**Extrait choisi**:
# # # # # # #
Allei, la prochaine fois que je vous écrirai, nous serons en 2017, et après vous avoir écrit je me mettrai en route pour une semaine en Champagne avec mes enfants et petits-enfants. Passez des fêtes aussi belles que possible.

lundi 19 décembre 2016

1020 km au sud de Marseille

Cette fois, je suis à 1020 km au Sud de Marseille, donc beaucoup plus bas sur la méditerranée, dans la région d’Alicante dont je vous ai parlé au mois d’octobre. Mais contrairement à ce que m’avait annoncé Bégonia, ma belle-sœur,  quelques jours plus tôt, il fait mauvais, un temps tel que je n’en ai jamais vu depuis 23 ans que je fréquente le coin. C’est le déluge, la région Valencia-Alicante est en alerte orange. Des trombes d’eau s’abattent sur la terre, les toits et les routes transforment celles-ci en véritable torrent emportant tout sur son passage. Des coups de tonnerre d’enfer vous réveillent la nuit et les montagnes environnantes vous en renvoient leurs échos multipliés. Les cailloux et les terres des montagnes finissent par colorer la mer de brun. Hier, un habitant de Finestrat, voulant mettre sa voiture à l’abri du fleuve torrentiel qui avait pris la place de la route où il était garé a été emporté jusque la mer. Son naufrage a été filmé, on le voit fauché par la force de l’eau à hauteur de ses mollets, on assiste à ses tentatives de se redresser mais chaque fois l’eau est la plus forte, épuisé, il est emporté tel une brindille vers la mer. On le retrouvera le lendemain  à sept km de l’endroit où il avait disparu.
A longueur de journée tournent en boucle sur les chaînes de télé les catastrophes, les villages et villes inondés, les voitures et les mobiliers urbains emportés, la boue qui s’infiltre partout jusque dans les maisons, inondent les champs d’agrumes menaçant les récoltes en cours.
# # # # # # #
**Section des données**:
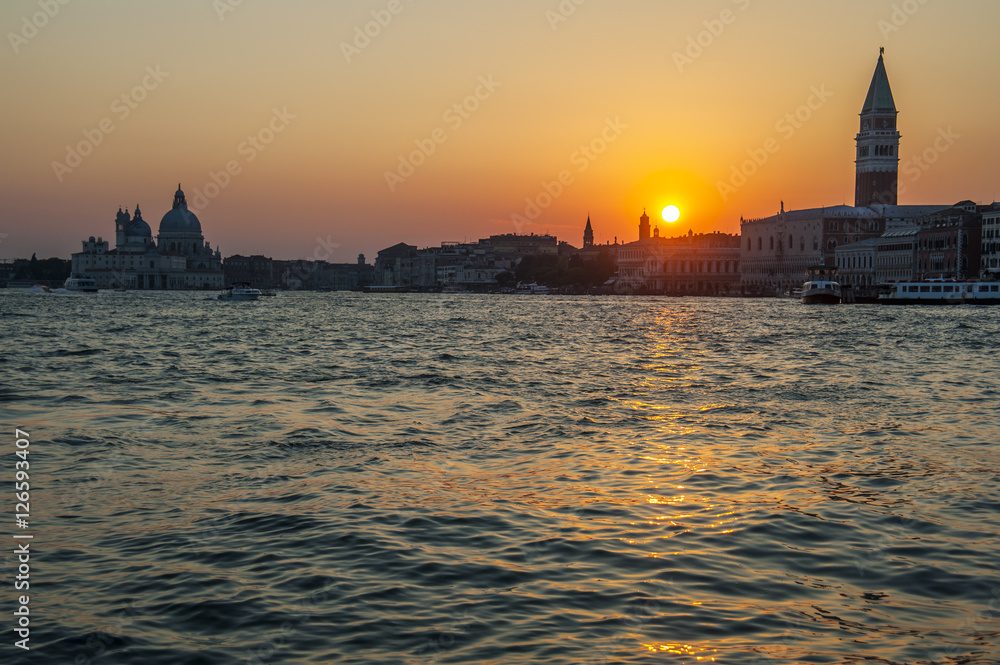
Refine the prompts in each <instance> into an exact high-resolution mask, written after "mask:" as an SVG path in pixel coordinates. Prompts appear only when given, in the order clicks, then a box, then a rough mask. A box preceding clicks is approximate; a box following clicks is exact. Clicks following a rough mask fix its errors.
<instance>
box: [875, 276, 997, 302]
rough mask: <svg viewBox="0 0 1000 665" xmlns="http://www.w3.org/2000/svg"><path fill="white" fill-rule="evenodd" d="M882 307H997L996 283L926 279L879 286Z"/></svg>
mask: <svg viewBox="0 0 1000 665" xmlns="http://www.w3.org/2000/svg"><path fill="white" fill-rule="evenodd" d="M878 302H879V303H880V304H882V305H1000V282H956V281H954V280H945V279H929V280H925V281H919V282H894V283H892V284H883V285H882V291H881V293H880V294H879V297H878Z"/></svg>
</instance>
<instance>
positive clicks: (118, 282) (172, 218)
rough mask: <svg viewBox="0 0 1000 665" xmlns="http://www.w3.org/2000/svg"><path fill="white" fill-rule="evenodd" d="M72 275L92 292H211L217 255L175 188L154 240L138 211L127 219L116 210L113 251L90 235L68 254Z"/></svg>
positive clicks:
# # # # # # #
**Détails de l'exercice**: Modifie le passage de l'extrait sur les inondations qui va de "A longueur de" jusqu'à "récoltes en cours." en y remplaçant "boue" par "vase".

**Résultat de la tâche**:
A longueur de journée tournent en boucle sur les chaînes de télé les catastrophes, les villages et villes inondés, les voitures et les mobiliers urbains emportés, la vase qui s’infiltre partout jusque dans les maisons, inondent les champs d’agrumes menaçant les récoltes en cours.